= Beginning of Section =
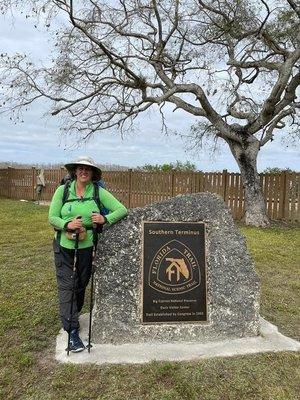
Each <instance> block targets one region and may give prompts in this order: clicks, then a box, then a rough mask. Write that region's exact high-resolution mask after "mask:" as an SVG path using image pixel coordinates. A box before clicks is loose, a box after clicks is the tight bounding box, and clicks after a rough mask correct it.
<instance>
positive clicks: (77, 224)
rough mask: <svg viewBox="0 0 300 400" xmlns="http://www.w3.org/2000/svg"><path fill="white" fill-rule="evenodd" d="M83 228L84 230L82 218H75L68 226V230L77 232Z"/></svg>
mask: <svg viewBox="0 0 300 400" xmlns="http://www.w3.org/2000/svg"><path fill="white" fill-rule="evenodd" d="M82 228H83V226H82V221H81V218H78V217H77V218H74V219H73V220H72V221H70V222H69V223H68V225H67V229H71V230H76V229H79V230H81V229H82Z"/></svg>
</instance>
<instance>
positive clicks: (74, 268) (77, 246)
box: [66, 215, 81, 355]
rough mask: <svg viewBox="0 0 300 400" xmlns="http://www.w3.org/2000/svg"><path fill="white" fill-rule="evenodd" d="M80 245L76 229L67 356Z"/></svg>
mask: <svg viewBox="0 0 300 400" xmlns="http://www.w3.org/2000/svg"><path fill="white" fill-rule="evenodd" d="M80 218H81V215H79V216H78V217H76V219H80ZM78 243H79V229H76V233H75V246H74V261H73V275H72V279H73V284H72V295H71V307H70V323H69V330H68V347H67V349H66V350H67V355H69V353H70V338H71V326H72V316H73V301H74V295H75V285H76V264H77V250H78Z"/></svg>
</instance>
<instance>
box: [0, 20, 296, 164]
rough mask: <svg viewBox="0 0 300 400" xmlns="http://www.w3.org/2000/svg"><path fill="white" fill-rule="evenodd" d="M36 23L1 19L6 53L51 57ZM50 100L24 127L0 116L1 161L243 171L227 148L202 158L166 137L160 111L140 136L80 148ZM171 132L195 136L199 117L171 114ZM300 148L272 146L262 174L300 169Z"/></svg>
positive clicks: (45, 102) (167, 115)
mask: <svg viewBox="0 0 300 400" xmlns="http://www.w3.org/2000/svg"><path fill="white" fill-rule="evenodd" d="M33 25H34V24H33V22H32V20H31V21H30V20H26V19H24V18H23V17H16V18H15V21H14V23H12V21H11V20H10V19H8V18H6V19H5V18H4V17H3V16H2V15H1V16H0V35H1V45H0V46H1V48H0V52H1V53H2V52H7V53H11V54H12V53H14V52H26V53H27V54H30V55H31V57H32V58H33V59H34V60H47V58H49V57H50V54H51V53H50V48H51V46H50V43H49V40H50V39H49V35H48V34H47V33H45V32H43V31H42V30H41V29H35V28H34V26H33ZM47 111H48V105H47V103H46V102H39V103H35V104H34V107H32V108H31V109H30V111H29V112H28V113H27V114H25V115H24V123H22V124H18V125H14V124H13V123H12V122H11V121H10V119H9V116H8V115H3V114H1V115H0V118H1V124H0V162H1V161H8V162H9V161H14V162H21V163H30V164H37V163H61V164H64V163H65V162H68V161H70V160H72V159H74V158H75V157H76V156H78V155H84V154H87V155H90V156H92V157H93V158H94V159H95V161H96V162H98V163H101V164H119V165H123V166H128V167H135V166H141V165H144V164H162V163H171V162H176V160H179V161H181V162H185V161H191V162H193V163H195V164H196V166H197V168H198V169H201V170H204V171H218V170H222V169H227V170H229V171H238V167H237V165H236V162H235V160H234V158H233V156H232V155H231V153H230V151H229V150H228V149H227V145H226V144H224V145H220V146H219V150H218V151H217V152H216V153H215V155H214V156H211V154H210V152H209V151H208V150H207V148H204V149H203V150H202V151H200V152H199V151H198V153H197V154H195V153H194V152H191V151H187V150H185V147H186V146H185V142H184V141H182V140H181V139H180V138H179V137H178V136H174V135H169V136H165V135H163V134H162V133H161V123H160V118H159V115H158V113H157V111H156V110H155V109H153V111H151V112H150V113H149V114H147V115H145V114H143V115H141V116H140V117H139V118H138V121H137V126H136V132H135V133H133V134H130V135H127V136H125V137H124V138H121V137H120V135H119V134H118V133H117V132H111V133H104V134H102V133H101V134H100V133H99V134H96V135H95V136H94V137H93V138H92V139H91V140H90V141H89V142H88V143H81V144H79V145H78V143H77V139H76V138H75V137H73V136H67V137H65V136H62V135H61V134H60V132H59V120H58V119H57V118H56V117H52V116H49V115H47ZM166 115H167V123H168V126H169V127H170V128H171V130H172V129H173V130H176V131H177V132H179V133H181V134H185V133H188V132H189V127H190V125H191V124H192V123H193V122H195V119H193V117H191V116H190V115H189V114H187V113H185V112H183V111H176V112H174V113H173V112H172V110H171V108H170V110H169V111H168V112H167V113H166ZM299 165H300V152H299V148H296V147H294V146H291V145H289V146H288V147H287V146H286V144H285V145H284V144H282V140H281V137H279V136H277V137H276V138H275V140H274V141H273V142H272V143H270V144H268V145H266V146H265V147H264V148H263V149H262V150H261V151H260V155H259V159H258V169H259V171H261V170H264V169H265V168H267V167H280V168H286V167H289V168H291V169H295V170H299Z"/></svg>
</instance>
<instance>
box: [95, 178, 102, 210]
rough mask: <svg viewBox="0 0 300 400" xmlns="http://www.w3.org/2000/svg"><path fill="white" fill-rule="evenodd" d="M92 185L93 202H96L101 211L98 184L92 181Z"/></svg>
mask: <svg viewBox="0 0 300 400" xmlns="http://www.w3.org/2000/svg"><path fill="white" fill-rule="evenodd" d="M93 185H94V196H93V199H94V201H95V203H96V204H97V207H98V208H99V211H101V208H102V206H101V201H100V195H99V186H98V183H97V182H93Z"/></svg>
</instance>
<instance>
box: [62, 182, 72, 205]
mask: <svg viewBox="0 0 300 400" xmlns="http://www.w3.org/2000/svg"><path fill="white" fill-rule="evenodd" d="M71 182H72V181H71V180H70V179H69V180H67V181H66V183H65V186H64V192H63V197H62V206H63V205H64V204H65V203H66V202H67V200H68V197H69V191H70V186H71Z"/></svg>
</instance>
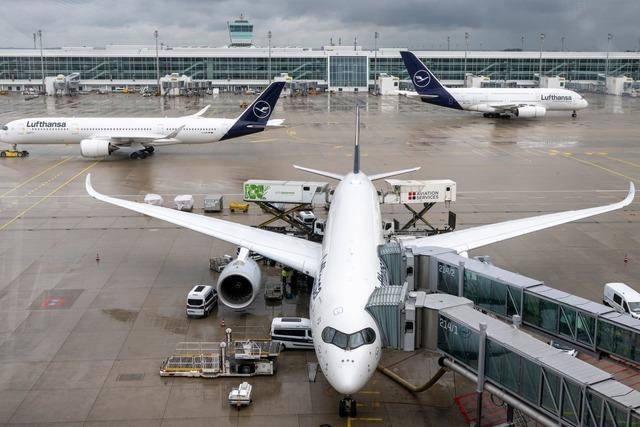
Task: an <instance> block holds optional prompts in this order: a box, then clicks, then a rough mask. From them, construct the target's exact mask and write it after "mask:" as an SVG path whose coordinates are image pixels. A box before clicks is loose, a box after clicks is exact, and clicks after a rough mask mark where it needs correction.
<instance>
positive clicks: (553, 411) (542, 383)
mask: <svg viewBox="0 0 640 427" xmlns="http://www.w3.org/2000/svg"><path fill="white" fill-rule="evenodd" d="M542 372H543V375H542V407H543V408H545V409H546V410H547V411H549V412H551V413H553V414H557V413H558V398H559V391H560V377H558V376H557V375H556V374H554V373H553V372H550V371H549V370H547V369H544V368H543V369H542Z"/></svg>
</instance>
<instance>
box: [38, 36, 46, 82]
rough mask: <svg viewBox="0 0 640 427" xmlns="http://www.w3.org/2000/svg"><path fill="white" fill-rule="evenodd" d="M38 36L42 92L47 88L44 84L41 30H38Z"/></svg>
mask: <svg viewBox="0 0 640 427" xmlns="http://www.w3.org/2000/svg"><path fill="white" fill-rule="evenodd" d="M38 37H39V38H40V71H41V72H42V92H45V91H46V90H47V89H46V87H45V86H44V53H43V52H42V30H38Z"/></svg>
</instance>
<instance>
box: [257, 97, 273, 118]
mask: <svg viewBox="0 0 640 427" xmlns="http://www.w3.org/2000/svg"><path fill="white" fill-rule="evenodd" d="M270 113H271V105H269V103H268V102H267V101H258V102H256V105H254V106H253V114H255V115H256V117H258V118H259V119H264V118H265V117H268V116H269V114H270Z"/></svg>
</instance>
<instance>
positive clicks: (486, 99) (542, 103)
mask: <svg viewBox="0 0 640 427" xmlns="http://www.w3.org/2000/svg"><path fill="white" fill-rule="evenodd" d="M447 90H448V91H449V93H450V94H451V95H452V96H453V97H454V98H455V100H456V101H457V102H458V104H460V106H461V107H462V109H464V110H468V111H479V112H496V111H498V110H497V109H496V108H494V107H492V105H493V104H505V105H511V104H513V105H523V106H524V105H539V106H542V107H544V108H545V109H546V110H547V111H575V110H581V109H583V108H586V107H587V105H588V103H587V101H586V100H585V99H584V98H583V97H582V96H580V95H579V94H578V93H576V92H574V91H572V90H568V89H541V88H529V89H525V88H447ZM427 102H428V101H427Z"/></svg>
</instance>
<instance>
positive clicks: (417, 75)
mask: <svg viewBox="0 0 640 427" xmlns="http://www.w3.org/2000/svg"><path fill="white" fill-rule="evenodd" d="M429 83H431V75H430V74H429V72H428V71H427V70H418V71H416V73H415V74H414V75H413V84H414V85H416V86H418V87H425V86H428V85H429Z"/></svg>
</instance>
= End of Section =
* _The problem_
Search the material above for the word "exact", then copy out each line that has it.

* _Response area_
Each <instance> block targets one region and may give prompts in this order: clicks, then a box, then a rough mask. Write that region's exact high-resolution mask after "mask:" as an SVG path using image pixel coordinates. A box before clicks is loose, a box after clicks is the tight bounding box, and clicks after a rough mask correct it.
Task: an <instance> block holds optional prompts in this order: a box, then clicks, then a rough mask. From them, construct the target's exact mask and write it after "mask:" as an SVG path whose coordinates are image pixels. A box before clicks is loose, a box after clicks is exact, and clicks after a rough mask mark where it needs correction.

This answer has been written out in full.